- **What needs to be done**
Copy out the listing below, putting "coarse mask" in place of every "rough mask" and leaving everything else as it is.

- **Exercise data**
+===+

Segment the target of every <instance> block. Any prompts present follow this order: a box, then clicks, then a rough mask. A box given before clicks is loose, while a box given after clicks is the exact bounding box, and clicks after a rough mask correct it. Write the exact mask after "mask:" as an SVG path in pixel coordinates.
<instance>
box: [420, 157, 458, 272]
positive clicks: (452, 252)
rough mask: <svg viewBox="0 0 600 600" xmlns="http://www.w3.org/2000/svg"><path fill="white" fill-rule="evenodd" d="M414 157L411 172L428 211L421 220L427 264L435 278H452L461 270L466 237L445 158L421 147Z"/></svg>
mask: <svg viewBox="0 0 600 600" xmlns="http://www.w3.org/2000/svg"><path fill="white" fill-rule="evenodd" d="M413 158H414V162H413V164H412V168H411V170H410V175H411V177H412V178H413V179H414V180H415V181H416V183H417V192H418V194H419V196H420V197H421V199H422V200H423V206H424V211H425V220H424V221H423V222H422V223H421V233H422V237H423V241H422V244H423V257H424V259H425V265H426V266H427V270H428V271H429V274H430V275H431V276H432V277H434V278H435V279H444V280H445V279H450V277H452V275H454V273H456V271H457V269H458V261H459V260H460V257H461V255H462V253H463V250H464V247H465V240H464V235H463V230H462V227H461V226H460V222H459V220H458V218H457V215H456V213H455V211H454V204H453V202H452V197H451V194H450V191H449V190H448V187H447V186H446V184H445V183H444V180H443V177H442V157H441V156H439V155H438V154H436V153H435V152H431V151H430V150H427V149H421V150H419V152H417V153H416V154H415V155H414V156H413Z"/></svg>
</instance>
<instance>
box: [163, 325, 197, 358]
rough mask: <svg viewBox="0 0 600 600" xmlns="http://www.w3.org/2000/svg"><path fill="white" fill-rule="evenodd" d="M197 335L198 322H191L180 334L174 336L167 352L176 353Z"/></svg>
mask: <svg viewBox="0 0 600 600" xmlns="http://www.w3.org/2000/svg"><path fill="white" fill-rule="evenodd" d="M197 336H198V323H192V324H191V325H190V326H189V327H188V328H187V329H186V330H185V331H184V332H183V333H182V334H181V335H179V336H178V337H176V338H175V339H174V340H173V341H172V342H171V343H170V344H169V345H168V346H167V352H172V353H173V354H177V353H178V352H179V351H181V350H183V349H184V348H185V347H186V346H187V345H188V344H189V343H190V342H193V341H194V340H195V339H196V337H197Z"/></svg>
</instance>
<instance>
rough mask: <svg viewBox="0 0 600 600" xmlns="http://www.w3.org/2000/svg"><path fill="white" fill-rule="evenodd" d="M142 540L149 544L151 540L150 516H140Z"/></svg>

+===+

- **Reply**
Segment the target of every <instance> block. Any prompts present follow this order: a box, then clicks, then a coarse mask. A box given before clicks is loose, while a box given after clicks is the exact bounding box, and clicks after a coarse mask correct it. Write the exact mask after "mask:" as an SVG path in pixel coordinates.
<instance>
box: [420, 157, 458, 272]
positive clicks: (452, 252)
coarse mask: <svg viewBox="0 0 600 600" xmlns="http://www.w3.org/2000/svg"><path fill="white" fill-rule="evenodd" d="M414 157L411 172L428 211L421 220L427 264L435 278H452L461 270L466 237L445 158L421 147Z"/></svg>
mask: <svg viewBox="0 0 600 600" xmlns="http://www.w3.org/2000/svg"><path fill="white" fill-rule="evenodd" d="M413 158H414V162H413V164H412V168H411V170H410V175H411V177H412V178H413V179H414V180H415V181H416V183H417V192H418V194H419V196H420V197H421V199H422V200H423V206H424V211H425V220H424V221H423V222H422V223H421V233H422V237H423V241H422V244H423V257H424V259H425V265H426V266H427V270H428V271H429V274H430V275H431V276H432V277H434V278H435V279H444V280H445V279H450V277H452V275H454V273H456V271H457V269H458V261H459V260H460V257H461V255H462V253H463V250H464V247H465V240H464V235H463V230H462V227H461V226H460V222H459V220H458V218H457V215H456V213H455V211H454V204H453V202H452V197H451V194H450V191H449V190H448V187H447V186H446V184H445V183H444V180H443V177H442V157H441V156H439V155H438V154H436V153H435V152H431V151H430V150H427V149H421V150H419V152H417V153H416V154H415V155H414V156H413Z"/></svg>
</instance>
<instance>
box: [163, 325, 197, 358]
coarse mask: <svg viewBox="0 0 600 600" xmlns="http://www.w3.org/2000/svg"><path fill="white" fill-rule="evenodd" d="M197 335L198 322H191L180 334L174 336L167 352L176 353Z"/></svg>
mask: <svg viewBox="0 0 600 600" xmlns="http://www.w3.org/2000/svg"><path fill="white" fill-rule="evenodd" d="M197 336H198V323H192V324H191V325H190V326H189V327H188V328H187V329H186V330H185V331H184V332H183V333H182V334H181V335H179V336H178V337H176V338H175V339H174V340H173V341H172V342H171V343H170V344H169V345H168V346H167V352H172V353H173V354H177V353H178V352H179V351H181V350H183V349H184V348H185V347H186V346H187V345H188V344H189V343H190V342H193V341H194V340H195V339H196V337H197Z"/></svg>
</instance>
<instance>
coarse mask: <svg viewBox="0 0 600 600" xmlns="http://www.w3.org/2000/svg"><path fill="white" fill-rule="evenodd" d="M142 540L149 544L151 540L150 516H140Z"/></svg>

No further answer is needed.